Problem 1:
In the multi-core processor text, what were GPUs first built to do?
Problem 2:
Write the next part of the multi-core processor text, picking up after its final sentence.

The advent of multi-core processors has brought more opportunities to improve system-level performance with parallel processing techniques such as symmetric multi-core processing (SMP), asymmetric multi-core processing (AMP), and NUMA architectures. SMP involves evenly distributing computational tasks between identical cores that have equal access rights to memory and I/O resources. AMP, on the other hand, assigns unique functions to individual cores, creating dedicated channels for specific activities (e.g., video encoding and decoding, network traffic management). NUMA architectures involve grouping cores around localised memory banks, minimising latency associated with memory requests (Gwizdała, 2016; Intel's First Microprocessor).

Optimising multi-core processor computing requires consideration of key elements such as cache hierarchy and shared resource allocation strategy. Ensuring that tasks are appropriately allocated between available cores ensures optimal resource utilisation and alleviates potential bottlenecks resulting from insufficient memory or I/O device bandwidth. GPUs were originally designed to process images and video on screens, but were not as efficient as CPUs in terms of processing power. Nevertheless, they were more efficient at certain tasks due to their parallel processing architecture, which allowed multiple allocated tasks to be processed simultaneously. This parallel processing capability of GPUs was used by developers to increase the performance of an entire computer or server. GPUs began to be used for more general computing tasks, which is now commonly referred to as GPU computing (Choquette, Lee, Krashinsky, Balan, Khailany, 2021).

The article can serve as a valuable educational resource for teaching key concepts in computer science, particularly within courses focused on computer architecture, operating systems, and parallel programming. It offers a clear introduction to the evolution of CPUs from single-core to multi-core processors, helping

students understand the motivations and benefits of parallel processing. Concepts such as SMP, AMP, and NUMA architectures can enrich discussions on system-level optimization and task scheduling. The comparison between CPU and GPU architectures provides a foundation for exploring the differences between sequential and parallel computing, while the transition of GPUs into general-purpose computing devices introduces students to modern hardware acceleration. Especially noteworthy is the innovative perspective on GPU computing, with a focus on how NVIDIA's parallel architecture has revolutionized data processing beyond traditional graphics tasks. By highlighting the repurposing of GPUs for general-purpose computation (GPGPU), the text demonstrates the originality of leveraging massively parallel architectures to achieve performance gains across various computing domains. The discussion on memory hierarchy and resource allocation strategies supports practical lessons in software engineering and system design. This material can be effectively used for both theoretical understanding and practical lab exercises, such as benchmarking different hardware configurations. It encourages critical thinking about how technological advances influence software development and system performance. By presenting these topics coherently and innovatively, the text supports the development of a well-rounded understanding of modern computing systems, which is essential for future IT professionals.

Supplied data:
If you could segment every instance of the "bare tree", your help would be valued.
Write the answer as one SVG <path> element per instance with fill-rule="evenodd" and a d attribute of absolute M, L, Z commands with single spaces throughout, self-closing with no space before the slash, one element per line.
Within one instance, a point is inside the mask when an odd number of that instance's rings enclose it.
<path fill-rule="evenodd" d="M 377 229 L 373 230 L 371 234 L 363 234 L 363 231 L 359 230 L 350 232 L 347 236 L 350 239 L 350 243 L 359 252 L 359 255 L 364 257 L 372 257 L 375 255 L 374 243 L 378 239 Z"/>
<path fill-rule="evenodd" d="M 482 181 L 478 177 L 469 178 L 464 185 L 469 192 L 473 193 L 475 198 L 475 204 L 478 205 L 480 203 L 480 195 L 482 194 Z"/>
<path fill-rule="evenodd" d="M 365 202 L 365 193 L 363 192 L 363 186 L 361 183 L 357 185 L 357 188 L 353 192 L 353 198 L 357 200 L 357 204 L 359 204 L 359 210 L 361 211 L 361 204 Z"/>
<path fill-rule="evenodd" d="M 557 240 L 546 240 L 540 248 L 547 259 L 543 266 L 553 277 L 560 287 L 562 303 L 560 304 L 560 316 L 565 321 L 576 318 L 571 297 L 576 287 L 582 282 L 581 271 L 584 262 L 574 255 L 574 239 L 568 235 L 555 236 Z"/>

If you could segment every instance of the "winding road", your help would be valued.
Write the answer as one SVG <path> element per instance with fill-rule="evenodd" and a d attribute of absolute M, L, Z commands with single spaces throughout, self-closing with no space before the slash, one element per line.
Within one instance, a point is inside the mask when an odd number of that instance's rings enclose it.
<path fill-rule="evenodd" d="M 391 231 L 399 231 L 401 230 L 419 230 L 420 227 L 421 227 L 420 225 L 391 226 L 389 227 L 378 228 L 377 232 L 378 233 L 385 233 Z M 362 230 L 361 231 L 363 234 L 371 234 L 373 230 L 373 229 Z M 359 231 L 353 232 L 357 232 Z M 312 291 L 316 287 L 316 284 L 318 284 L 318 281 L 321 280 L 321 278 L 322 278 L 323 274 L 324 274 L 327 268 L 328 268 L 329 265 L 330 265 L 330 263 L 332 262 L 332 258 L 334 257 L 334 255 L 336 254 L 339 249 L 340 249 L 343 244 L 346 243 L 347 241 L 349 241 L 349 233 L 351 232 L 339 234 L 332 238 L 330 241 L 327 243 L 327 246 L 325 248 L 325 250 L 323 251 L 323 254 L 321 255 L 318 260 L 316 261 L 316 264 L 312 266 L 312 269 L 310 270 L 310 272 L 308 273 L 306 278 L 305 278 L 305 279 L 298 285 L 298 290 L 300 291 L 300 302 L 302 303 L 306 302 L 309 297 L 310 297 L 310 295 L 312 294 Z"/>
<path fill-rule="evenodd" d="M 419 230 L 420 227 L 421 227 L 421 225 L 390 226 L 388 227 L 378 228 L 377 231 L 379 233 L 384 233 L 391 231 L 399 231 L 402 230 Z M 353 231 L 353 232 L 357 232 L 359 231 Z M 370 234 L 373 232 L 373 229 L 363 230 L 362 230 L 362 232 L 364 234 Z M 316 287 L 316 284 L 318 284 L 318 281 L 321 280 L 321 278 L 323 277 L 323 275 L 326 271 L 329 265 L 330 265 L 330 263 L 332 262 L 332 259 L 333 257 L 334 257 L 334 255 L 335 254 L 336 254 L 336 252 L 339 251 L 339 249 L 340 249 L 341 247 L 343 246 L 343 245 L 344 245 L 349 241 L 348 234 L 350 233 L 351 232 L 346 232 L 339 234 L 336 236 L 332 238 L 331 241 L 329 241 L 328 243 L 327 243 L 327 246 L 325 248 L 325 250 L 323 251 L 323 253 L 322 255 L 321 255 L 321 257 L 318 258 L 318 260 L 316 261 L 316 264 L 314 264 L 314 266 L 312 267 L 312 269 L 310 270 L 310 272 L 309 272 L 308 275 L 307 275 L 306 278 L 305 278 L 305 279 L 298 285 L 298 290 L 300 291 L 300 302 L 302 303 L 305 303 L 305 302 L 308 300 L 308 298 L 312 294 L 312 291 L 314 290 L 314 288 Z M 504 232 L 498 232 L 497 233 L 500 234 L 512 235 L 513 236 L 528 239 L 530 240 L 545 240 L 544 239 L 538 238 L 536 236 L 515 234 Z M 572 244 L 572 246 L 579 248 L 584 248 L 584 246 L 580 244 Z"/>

* * *

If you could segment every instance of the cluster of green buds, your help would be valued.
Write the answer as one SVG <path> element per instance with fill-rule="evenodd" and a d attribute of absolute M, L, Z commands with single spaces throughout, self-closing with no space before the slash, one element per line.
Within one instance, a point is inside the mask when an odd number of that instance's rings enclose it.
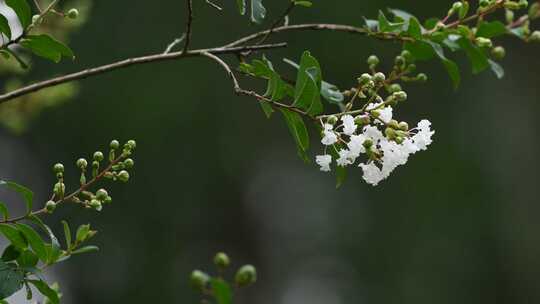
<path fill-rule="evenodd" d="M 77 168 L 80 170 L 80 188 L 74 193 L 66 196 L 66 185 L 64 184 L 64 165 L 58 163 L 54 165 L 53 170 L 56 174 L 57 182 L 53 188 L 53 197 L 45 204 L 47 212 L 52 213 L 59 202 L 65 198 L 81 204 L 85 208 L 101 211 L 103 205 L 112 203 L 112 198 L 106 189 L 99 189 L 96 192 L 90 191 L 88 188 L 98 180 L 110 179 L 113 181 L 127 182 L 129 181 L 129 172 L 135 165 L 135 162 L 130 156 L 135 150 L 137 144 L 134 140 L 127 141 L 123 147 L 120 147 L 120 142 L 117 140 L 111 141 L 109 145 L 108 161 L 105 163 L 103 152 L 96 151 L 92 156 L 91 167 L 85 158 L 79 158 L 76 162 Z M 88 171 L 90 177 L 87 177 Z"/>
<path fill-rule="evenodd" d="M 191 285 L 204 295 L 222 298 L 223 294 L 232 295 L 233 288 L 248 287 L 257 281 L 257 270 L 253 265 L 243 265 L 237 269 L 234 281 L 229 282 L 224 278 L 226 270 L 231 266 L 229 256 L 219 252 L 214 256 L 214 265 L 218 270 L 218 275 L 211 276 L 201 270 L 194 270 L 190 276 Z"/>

Final answer 1:
To process images and video on screens.

Final answer 2:
### **Building a sample CUDA program**

The CUDA example application presented shows an implementation of a simple program whose task is to perform the sum of two input matrices, A and B of size  $N \times N$ , and write the result to matrix C. The primary function responsible for performing this operation is VecAdd, which is executed on the GPU as a kernel using CUDA (Ghorpade, Parande, Kulkarni, Bawaskar; Dehal, Munjal, Ansari, Kushwaha, 2018).

Initially, memory allocation is done on both the host and the CUDA device to store the input matrices A and B, along with the resultant matrix C. Dynamic allocation was invoked via malloc on the host side to reserve space for each matrix. Once memory is allocated, the input arrays are initialised on the host before being copied to device memory using cudaMalloc to allocate memory on the CUDA device and cudaMemcpy to transfer data between host and device memory.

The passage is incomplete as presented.